Fragmento seleccionado
# # # # #
Domingo, 19 de diciembre de 2010 | Hoy
EL PAíS › OPINION
Por José Natanson
Los episodios de fuerte impacto social suelen abrir debates que parecían obturados: los medios aprovechan para desplegar información sobre temas nuevos y a veces hasta es posible sacar alguna que otra conclusión. Así como la discusión en torno de la 125 dio pie a miles de notas sobre la extensión de los cultivos transgénicos, los pools de siembra y la nueva realidad del agro, y así como el debate por la ley de casamiento igualitario permitió conocer las demandas de las minorías sexuales, los sucesos de los últimos días en el Parque Indoamericano habilitaron interesantes discusiones sobre la inmigración de los países limítrofes, las políticas de vivienda y ocupación territorial y el manejo de las fuerzas de seguridad. De entre todas las notas me interesa rescatar la publicada por Sergio Berensztein el martes pasado en Clarín, no porque sea especialmente buena ni especialmente mala, sino porque es sintomática, en el sentido de que condensa algunas ideas muy escuchadas en estos días y sobre las cuales, creo, vale la pena llamar la atención.
Berensztein pone el eje en lo que denomina el “fracaso” del Estado, fracaso que se verificaría en diferentes aspectos. Uno de ellos, que el autor obviamente destaca a partir de los episodios en el Indoamericano y tras aclarar que toda xenofobia debe ser repudiada, es la dificultad para “administrar de acuerdo con prioridades claras y revisadas a lo largo del tiempo los criterios de selección para todos los hombres y mujeres del mundo que quieran habitan nuestro suelo”.
# # # # #
Material mostrado
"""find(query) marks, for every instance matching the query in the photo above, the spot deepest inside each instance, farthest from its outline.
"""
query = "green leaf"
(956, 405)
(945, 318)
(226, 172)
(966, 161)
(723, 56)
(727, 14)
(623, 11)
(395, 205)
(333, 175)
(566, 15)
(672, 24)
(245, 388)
# # # # #
Qué hacer
Copia completa la columna de opinión, sin cambiar nada. El material no tiene relación con la columna de opinión.

Respuesta
Domingo, 19 de diciembre de 2010 | Hoy
EL PAíS › OPINION
Por José Natanson
Los episodios de fuerte impacto social suelen abrir debates que parecían obturados: los medios aprovechan para desplegar información sobre temas nuevos y a veces hasta es posible sacar alguna que otra conclusión. Así como la discusión en torno de la 125 dio pie a miles de notas sobre la extensión de los cultivos transgénicos, los pools de siembra y la nueva realidad del agro, y así como el debate por la ley de casamiento igualitario permitió conocer las demandas de las minorías sexuales, los sucesos de los últimos días en el Parque Indoamericano habilitaron interesantes discusiones sobre la inmigración de los países limítrofes, las políticas de vivienda y ocupación territorial y el manejo de las fuerzas de seguridad. De entre todas las notas me interesa rescatar la publicada por Sergio Berensztein el martes pasado en Clarín, no porque sea especialmente buena ni especialmente mala, sino porque es sintomática, en el sentido de que condensa algunas ideas muy escuchadas en estos días y sobre las cuales, creo, vale la pena llamar la atención.
Berensztein pone el eje en lo que denomina el “fracaso” del Estado, fracaso que se verificaría en diferentes aspectos. Uno de ellos, que el autor obviamente destaca a partir de los episodios en el Indoamericano y tras aclarar que toda xenofobia debe ser repudiada, es la dificultad para “administrar de acuerdo con prioridades claras y revisadas a lo largo del tiempo los criterios de selección para todos los hombres y mujeres del mundo que quieran habitan nuestro suelo”.